» **EXERCISE**
Please reproduce every line of the records below without any change.

───── PROVIDED DATA ─────

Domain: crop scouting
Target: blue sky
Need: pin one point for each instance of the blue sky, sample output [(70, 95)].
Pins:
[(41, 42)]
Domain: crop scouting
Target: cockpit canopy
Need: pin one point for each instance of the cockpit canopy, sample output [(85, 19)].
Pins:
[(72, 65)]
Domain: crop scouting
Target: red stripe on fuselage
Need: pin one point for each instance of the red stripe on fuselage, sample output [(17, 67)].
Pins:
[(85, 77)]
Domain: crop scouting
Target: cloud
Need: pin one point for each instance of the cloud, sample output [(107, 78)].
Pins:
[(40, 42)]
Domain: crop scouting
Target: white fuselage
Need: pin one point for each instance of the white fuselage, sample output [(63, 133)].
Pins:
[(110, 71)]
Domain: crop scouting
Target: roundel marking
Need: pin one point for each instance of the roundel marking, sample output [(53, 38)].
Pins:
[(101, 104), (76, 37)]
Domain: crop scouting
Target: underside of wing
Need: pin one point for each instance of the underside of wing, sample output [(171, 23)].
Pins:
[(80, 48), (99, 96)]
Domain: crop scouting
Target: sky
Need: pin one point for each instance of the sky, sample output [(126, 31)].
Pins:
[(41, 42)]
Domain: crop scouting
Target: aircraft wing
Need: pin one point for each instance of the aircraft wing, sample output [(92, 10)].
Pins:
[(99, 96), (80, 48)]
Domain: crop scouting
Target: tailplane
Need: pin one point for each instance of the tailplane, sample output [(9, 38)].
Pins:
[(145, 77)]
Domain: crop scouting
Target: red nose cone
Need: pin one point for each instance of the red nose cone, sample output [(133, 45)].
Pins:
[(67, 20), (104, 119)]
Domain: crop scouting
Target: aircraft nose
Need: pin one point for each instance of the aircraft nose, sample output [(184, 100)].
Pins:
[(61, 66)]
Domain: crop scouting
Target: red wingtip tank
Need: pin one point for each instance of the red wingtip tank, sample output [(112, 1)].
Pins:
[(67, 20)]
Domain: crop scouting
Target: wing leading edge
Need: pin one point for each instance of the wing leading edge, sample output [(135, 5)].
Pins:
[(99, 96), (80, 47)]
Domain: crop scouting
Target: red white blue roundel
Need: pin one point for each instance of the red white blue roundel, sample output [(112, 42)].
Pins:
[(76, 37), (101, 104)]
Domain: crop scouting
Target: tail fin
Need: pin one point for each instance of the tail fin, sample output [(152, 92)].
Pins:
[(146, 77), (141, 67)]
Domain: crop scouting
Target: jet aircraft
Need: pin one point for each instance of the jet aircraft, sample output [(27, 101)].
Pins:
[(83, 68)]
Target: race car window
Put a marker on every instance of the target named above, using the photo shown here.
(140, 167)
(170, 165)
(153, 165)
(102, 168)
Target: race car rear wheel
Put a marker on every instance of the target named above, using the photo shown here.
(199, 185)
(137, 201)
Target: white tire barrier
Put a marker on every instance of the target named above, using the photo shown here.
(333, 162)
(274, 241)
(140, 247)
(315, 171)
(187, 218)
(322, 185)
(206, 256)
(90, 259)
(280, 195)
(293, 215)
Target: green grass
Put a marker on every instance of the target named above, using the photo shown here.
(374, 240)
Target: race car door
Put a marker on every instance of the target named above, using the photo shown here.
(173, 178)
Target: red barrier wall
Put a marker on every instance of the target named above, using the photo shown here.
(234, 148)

─────

» **SOLVED PROBLEM**
Domain: crop scouting
Target: blue sky
Need: pin one point for each instance of the blue sky, sample output [(70, 95)].
Pins:
[(41, 42)]
Domain: crop scouting
Target: cockpit canopy
Need: pin one point for each instance of the cockpit canopy, sample output [(85, 19)].
Pins:
[(72, 65)]
Domain: crop scouting
Target: red stripe on fuselage
Need: pin one point for each instance of the red stripe on fuselage, sample output [(17, 67)].
Pins:
[(85, 77)]
Domain: crop scouting
Target: cloud
Need: pin one point for each instance of the cloud, sample output [(107, 78)].
Pins:
[(40, 42)]
Domain: crop scouting
Target: white fuselage
Need: pin one point for each instance of the white fuselage, sample output [(63, 133)].
Pins:
[(110, 71)]
Domain: crop scouting
Target: roundel marking
Need: pin one point for each instance of the roundel marking, sample output [(53, 38)].
Pins:
[(101, 104), (76, 37)]
Domain: crop scouting
Target: underside of wing
Need: pin one point for each instance of the underside of wing, sample output [(171, 23)].
Pins:
[(80, 48), (99, 96)]
Domain: crop scouting
Target: sky
Need: pin one point for each instance of the sky, sample output [(126, 31)].
Pins:
[(41, 42)]
Domain: crop scouting
Target: aircraft wing
Need: pin one point for each instance of the aircraft wing, sample output [(92, 10)].
Pins:
[(99, 96), (80, 48)]
Domain: crop scouting
Target: tailplane
Need: pin one point for each instance of the tailplane, sample output [(9, 38)].
Pins:
[(145, 77)]
Domain: crop scouting
Target: red nose cone
Need: pin one point for each instance of the red nose cone, sample output [(133, 45)].
Pins:
[(67, 20), (104, 119)]
Domain: crop scouting
Target: aircraft nose
Need: pin one point for each instance of the aircraft nose, sample output [(184, 100)].
Pins:
[(61, 66)]
Domain: crop scouting
Target: red wingtip tank
Need: pin one point for each instance of the red wingtip tank, sample output [(112, 1)].
Pins:
[(67, 20)]
Domain: crop scouting
Target: wing leading edge
Need: pin one point for each instance of the wing leading edge, sample output [(135, 5)].
Pins:
[(99, 96), (80, 47)]
Domain: crop scouting
Target: red white blue roundel
Need: pin one point for each instance of the red white blue roundel, sample output [(112, 42)].
Pins:
[(76, 37), (101, 104)]
Domain: crop scouting
Target: tail fin
Need: pin one point for each instance of the tail fin, sample output [(152, 92)].
Pins:
[(146, 77), (141, 67)]
Domain: crop scouting
Target: jet aircraft
Need: pin one point for each instance of the jet aircraft, sample output [(27, 101)].
Pins:
[(83, 68)]
Target: race car window
Put a marker on every instance of the target named above, using the photo shown here.
(140, 167)
(170, 165)
(153, 165)
(102, 168)
Target: race car rear wheel
Put a marker on every instance of the target named above, using the photo shown here.
(199, 185)
(137, 201)
Target: white tire barrier
Put a marker on every instance of the target named above, using the photo shown here.
(333, 162)
(274, 241)
(140, 247)
(315, 171)
(187, 218)
(322, 185)
(206, 256)
(90, 259)
(280, 195)
(293, 215)
Target: green grass
Put a marker on every instance of the target named above, using the photo shown here.
(374, 240)
Target: race car door
Put a marker on every instance of the target named above, using the photo shown here.
(173, 178)
Target: red barrier wall
Put a marker on every instance of the target named above, using the photo shown here.
(234, 148)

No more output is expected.